> Your instructions: Only the lines from the one containing "Locate the small" to the end of the entries should be written out, each exactly as it stands, both ends included.

Labeled-object pointing entries
-------
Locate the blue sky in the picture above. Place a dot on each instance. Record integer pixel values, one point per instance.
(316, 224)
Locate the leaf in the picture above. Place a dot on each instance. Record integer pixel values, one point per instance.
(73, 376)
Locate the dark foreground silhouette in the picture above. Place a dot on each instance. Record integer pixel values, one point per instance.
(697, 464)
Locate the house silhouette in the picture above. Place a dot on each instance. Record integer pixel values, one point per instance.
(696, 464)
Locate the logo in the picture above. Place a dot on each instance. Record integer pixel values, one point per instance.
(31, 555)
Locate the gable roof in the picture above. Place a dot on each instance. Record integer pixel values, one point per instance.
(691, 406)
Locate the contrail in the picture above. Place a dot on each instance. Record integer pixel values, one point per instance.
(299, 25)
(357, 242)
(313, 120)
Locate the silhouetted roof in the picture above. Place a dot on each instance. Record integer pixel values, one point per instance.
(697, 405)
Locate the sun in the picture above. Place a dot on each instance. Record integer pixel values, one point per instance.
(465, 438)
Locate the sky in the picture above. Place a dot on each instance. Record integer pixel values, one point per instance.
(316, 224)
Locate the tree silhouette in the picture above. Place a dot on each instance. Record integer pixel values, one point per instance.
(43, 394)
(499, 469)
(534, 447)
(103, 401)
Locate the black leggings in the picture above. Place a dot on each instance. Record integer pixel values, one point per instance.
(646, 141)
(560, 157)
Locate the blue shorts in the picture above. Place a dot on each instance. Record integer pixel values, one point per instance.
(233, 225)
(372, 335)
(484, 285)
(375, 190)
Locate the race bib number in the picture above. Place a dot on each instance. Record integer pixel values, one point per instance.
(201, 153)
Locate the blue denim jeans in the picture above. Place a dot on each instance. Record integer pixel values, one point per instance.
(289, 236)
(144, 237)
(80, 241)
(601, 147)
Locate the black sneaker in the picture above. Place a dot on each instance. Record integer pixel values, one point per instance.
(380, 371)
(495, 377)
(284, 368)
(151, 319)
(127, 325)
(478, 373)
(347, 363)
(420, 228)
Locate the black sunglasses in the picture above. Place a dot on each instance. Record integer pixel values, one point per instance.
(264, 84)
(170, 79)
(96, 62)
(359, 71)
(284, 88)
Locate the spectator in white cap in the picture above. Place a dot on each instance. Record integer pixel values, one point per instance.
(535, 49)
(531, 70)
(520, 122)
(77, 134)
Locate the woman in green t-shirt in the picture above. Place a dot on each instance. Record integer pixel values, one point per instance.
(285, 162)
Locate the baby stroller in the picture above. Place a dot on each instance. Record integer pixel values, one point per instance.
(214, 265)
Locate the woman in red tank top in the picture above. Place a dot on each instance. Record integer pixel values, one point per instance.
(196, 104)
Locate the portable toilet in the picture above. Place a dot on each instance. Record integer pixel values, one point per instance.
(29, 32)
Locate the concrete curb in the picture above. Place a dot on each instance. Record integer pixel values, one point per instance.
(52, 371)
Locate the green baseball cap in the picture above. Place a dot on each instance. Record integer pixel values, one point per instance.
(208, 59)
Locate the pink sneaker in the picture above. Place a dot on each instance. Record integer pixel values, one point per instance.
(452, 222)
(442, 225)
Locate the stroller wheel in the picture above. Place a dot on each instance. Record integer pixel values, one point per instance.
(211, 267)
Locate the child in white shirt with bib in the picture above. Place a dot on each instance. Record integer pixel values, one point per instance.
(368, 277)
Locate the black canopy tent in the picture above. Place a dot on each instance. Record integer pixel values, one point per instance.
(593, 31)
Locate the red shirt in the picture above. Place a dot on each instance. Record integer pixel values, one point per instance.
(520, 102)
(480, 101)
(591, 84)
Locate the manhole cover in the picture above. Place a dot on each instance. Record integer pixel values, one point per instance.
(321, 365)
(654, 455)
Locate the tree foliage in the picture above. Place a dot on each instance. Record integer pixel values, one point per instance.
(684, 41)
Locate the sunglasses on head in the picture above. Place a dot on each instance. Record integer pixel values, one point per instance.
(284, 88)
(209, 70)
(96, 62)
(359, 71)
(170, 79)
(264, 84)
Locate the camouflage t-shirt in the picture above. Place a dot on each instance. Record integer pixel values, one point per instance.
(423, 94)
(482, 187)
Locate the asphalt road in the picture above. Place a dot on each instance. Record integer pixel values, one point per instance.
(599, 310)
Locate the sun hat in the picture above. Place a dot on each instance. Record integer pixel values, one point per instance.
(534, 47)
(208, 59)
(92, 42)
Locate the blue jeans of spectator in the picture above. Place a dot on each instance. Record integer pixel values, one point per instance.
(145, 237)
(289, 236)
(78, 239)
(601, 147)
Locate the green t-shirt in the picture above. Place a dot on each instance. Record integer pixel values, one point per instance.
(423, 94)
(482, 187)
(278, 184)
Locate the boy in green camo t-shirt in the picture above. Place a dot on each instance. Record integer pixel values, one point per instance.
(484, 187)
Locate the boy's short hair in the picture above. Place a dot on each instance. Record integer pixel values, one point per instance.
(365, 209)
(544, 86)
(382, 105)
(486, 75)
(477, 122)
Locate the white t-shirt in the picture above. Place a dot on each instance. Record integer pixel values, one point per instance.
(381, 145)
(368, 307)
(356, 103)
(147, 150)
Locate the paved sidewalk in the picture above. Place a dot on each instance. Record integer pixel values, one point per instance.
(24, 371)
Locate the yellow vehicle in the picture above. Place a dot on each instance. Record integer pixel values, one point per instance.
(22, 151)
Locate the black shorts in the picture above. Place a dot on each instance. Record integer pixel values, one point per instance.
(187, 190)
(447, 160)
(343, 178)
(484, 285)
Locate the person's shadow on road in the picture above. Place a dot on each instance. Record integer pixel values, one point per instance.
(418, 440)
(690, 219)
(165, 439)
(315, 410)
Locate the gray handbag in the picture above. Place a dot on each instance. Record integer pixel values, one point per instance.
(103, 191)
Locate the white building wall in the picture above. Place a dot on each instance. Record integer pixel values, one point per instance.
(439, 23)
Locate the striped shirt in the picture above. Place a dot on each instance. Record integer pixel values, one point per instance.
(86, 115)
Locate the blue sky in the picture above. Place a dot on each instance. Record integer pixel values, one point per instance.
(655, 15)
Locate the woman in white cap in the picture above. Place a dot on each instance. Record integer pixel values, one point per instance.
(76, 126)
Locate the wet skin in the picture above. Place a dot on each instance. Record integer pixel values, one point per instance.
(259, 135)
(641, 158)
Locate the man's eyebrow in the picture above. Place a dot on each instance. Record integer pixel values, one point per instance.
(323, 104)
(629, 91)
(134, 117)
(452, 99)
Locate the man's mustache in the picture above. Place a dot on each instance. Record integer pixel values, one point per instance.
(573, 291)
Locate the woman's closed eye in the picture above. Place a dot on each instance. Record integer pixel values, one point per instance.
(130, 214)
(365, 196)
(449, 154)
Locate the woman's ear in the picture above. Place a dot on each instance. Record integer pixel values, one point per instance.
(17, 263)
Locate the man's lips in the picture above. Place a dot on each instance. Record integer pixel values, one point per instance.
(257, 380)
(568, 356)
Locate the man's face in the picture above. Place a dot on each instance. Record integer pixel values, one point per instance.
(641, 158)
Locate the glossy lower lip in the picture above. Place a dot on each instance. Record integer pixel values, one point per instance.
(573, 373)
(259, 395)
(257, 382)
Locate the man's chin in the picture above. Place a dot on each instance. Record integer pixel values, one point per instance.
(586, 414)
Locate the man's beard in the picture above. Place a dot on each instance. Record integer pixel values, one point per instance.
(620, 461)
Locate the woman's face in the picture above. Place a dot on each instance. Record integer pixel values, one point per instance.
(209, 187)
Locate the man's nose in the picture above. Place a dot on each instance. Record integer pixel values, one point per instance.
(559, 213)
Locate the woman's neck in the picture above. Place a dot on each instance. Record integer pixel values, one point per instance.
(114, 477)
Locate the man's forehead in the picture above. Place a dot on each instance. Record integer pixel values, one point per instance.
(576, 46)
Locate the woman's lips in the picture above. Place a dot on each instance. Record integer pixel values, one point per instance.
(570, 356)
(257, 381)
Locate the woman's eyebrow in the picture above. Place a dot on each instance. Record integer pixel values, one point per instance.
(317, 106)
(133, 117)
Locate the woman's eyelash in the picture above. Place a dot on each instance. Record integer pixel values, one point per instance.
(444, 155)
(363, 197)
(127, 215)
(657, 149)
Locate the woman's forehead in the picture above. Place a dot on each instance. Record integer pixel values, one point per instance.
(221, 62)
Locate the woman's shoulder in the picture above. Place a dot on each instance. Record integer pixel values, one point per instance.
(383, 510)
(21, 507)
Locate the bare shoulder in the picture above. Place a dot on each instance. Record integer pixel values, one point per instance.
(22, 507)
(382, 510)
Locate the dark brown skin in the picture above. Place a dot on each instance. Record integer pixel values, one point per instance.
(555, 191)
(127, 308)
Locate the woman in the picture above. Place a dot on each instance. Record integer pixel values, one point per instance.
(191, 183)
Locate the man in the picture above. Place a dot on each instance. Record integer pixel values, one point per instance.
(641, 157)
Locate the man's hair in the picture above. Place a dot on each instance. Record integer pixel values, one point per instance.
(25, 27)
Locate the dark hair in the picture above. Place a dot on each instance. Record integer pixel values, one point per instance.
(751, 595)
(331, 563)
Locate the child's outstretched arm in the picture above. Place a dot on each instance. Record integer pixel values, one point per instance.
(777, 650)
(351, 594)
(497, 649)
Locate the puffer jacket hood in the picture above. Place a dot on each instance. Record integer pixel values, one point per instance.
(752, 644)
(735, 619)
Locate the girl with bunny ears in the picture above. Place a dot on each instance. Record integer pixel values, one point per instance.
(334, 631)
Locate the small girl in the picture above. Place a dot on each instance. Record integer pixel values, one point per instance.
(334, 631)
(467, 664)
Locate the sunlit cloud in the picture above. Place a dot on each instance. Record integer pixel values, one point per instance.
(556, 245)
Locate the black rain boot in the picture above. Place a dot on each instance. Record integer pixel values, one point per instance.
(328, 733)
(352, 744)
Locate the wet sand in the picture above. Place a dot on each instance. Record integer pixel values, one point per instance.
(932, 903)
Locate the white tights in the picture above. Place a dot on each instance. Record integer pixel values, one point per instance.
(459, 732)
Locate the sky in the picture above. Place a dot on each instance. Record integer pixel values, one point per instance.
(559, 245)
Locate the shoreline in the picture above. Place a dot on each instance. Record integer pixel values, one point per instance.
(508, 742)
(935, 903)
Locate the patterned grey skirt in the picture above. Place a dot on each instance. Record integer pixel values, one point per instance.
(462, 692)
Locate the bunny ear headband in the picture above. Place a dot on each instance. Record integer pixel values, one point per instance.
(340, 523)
-------
> Solution to the exercise:
Locate the small girl in the picture above. Place a dot on each instance. Record integer pixel values, one point per instance.
(334, 631)
(467, 664)
Locate the sunlit cloud in the picture above. Place a dot on each instance. Record integer pixel values, one point per instance.
(556, 245)
Locate the black rain boot in the picture above. Place a dot on each instance. Record integer pixel values, one point per instance.
(328, 733)
(352, 744)
Locate the wet sand in the picture above. Place a dot on each instance. Record integer pixel values, one point per instance.
(932, 903)
Locate the white tights in the picture above. Place a dot on each instance. Record integer pixel values, one point per instance.
(459, 732)
Locate the sky in the picture above. Place a dot on each instance. Record integer pixel values, one point per instance.
(559, 245)
Locate the shoreline in the picture above. Place a dot on each instance. Record integer pixel values, one point per instance.
(508, 742)
(935, 903)
Locate the patterned grey skirt in the picture above. Place a dot on each instance. Record integer pixel values, one point per instance.
(462, 692)
Locate the bunny ear headband in the picture above. Place a dot on each instance. Record integer pixel values, one point per instance.
(340, 523)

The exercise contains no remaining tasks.